Document extract:
-- Opening Marker --
= Bettering the Evaluation and Care of Health =

Australian government healthcare evaluation system

Bettering the Evaluation and Care of Health (BEACH) is a system established in April 1988 by the Australian Department of Health in order to "provide a reliable and valid data collection process for general practice".
It fulfils the first of the General Practice Statistics and Classification Unit (GPSCU)'s objectives, namely to fill the void existing in 1997 in data about general practice.

After 18 years of data collection from 1998 to 2016, BEACH contained almost 1.8 million GP-patient encounter records,
and was described by the University of Sydney as "the most valid, reliable GP dataset in Australia", "proven to be nationally representative of patients at all Medicare-claimed GP services".
At this point, data collection had ceased, but the resource is maintained by the University of Sydney, to which requests for analysis of any topic should be directed.

BEACH data describe GP-patient encounters, with data linkages between indication and patient management,
making them suitable for research into primary healthcare delivery or specific health problems, and to inform pricing and strategy.
According to the website:
 The program has generated or contributed to several hundred academic publications and grant applications. It has provided data and reports to industry, government and not-for-profit organisations. It has been used to support health system planning, policy development, development of educational material and to inform marketing and pricing business decisions.
-- Closing Marker --
Extracted records:
-- Opening Marker --
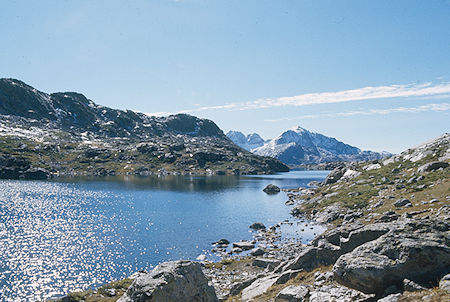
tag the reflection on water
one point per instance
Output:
(59, 236)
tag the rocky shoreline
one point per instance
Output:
(387, 240)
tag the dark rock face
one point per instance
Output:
(12, 167)
(414, 250)
(271, 189)
(171, 281)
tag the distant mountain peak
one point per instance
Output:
(297, 146)
(249, 142)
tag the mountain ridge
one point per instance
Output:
(299, 146)
(65, 133)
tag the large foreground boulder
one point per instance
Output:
(271, 189)
(171, 281)
(418, 251)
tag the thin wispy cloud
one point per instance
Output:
(429, 107)
(428, 90)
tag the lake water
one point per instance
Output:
(58, 236)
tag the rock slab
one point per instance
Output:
(171, 281)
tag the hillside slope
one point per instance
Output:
(67, 134)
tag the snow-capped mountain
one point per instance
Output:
(249, 142)
(299, 146)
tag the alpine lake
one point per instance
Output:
(61, 235)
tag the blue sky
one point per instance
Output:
(375, 74)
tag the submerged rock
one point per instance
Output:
(271, 189)
(293, 293)
(171, 281)
(258, 226)
(244, 245)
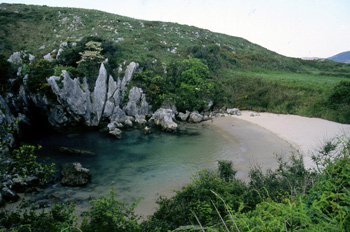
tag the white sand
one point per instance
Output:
(305, 134)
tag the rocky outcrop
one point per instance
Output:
(184, 116)
(195, 117)
(99, 96)
(114, 130)
(78, 104)
(234, 111)
(75, 175)
(165, 119)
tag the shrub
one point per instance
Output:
(108, 214)
(59, 218)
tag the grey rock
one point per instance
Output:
(137, 104)
(140, 120)
(74, 97)
(164, 118)
(75, 151)
(118, 115)
(147, 130)
(195, 117)
(114, 130)
(113, 97)
(75, 175)
(129, 72)
(232, 111)
(184, 116)
(99, 96)
(57, 117)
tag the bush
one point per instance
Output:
(59, 218)
(108, 214)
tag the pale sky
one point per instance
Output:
(295, 28)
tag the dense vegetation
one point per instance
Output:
(290, 198)
(232, 72)
(189, 67)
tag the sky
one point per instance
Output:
(295, 28)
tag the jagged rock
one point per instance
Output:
(113, 97)
(134, 100)
(99, 96)
(128, 123)
(74, 151)
(118, 115)
(140, 120)
(147, 130)
(164, 118)
(129, 72)
(137, 104)
(170, 106)
(114, 130)
(9, 195)
(195, 117)
(184, 116)
(75, 175)
(15, 58)
(58, 117)
(74, 97)
(48, 57)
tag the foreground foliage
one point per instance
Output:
(290, 198)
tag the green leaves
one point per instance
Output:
(109, 214)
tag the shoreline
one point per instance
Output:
(304, 134)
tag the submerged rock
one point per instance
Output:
(75, 175)
(164, 118)
(74, 151)
(114, 130)
(184, 116)
(195, 117)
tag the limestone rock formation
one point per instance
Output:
(195, 117)
(184, 116)
(164, 118)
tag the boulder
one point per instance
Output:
(195, 117)
(137, 104)
(114, 130)
(184, 116)
(164, 118)
(147, 130)
(99, 96)
(140, 120)
(75, 175)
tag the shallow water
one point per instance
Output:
(147, 166)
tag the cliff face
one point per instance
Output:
(108, 101)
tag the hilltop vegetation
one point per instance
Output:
(239, 73)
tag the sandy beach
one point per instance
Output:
(305, 134)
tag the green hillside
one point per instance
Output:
(240, 73)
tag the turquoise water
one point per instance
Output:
(148, 166)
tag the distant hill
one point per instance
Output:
(343, 57)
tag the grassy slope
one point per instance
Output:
(250, 76)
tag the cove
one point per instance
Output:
(149, 166)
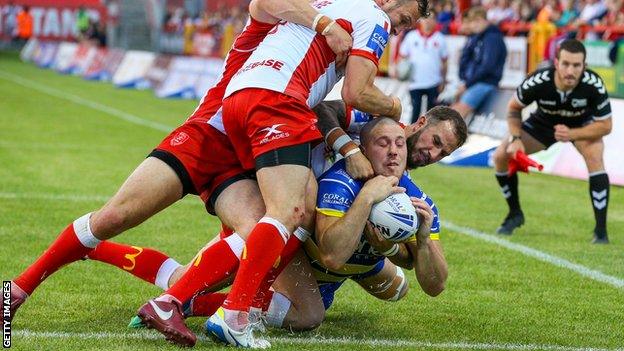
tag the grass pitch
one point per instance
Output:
(67, 144)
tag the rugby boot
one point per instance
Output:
(137, 323)
(217, 328)
(600, 238)
(512, 221)
(168, 319)
(18, 297)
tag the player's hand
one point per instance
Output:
(380, 187)
(359, 167)
(340, 42)
(514, 147)
(375, 239)
(425, 216)
(562, 133)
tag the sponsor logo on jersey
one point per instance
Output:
(179, 139)
(378, 40)
(579, 102)
(335, 199)
(548, 102)
(273, 133)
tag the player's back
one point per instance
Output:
(296, 61)
(244, 45)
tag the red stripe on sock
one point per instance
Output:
(141, 262)
(65, 249)
(264, 295)
(263, 247)
(214, 265)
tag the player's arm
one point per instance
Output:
(331, 121)
(301, 12)
(360, 92)
(430, 265)
(338, 237)
(397, 253)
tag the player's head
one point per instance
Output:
(476, 19)
(383, 143)
(570, 63)
(434, 136)
(403, 14)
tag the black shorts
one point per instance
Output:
(543, 129)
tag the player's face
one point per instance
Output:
(570, 67)
(429, 144)
(402, 17)
(386, 150)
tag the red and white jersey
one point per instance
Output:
(296, 61)
(244, 45)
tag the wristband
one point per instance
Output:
(326, 30)
(391, 251)
(352, 152)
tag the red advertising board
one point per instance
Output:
(55, 19)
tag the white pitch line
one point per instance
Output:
(542, 256)
(128, 117)
(318, 341)
(73, 197)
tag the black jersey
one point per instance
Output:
(588, 100)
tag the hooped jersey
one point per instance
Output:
(296, 61)
(244, 45)
(588, 100)
(336, 193)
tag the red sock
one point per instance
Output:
(213, 266)
(206, 305)
(143, 263)
(262, 249)
(264, 295)
(65, 249)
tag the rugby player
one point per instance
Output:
(196, 158)
(572, 106)
(267, 118)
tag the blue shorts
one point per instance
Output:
(328, 290)
(476, 95)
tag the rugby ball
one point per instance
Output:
(395, 217)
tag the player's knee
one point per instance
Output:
(109, 221)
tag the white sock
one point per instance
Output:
(82, 228)
(277, 311)
(236, 244)
(165, 272)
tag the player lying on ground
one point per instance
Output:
(572, 106)
(194, 159)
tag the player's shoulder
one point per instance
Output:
(591, 80)
(538, 78)
(337, 177)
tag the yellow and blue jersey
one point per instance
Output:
(336, 193)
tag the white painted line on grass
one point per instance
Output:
(74, 198)
(128, 117)
(315, 340)
(542, 256)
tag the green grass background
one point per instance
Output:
(493, 295)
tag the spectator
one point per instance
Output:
(501, 12)
(481, 63)
(9, 14)
(426, 51)
(24, 24)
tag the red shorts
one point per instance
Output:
(202, 157)
(260, 120)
-- Closing Marker --
Tasks to complete:
**a)** In the BEACH article, which university maintains the BEACH resource now that data collection has ceased?
**b)** According to the BEACH article, what has the program been used to support? List every use it names.
**c)** Return the passage of the BEACH article from "BEACH data describe" up to and including "pricing business decisions.".

Results for each task:
**a)** The University of Sydney.

**b)**
- Health system planning
- Policy development
- Development of educational material
- Informing marketing and pricing business decisions

**c)**
BEACH data describe GP-patient encounters, with data linkages between indication and patient management,
making them suitable for research into primary healthcare delivery or specific health problems, and to inform pricing and strategy.
According to the website:
 The program has generated or contributed to several hundred academic publications and grant applications. It has provided data and reports to industry, government and not-for-profit organisations. It has been used to support health system planning, policy development, development of educational material and to inform marketing and pricing business decisions.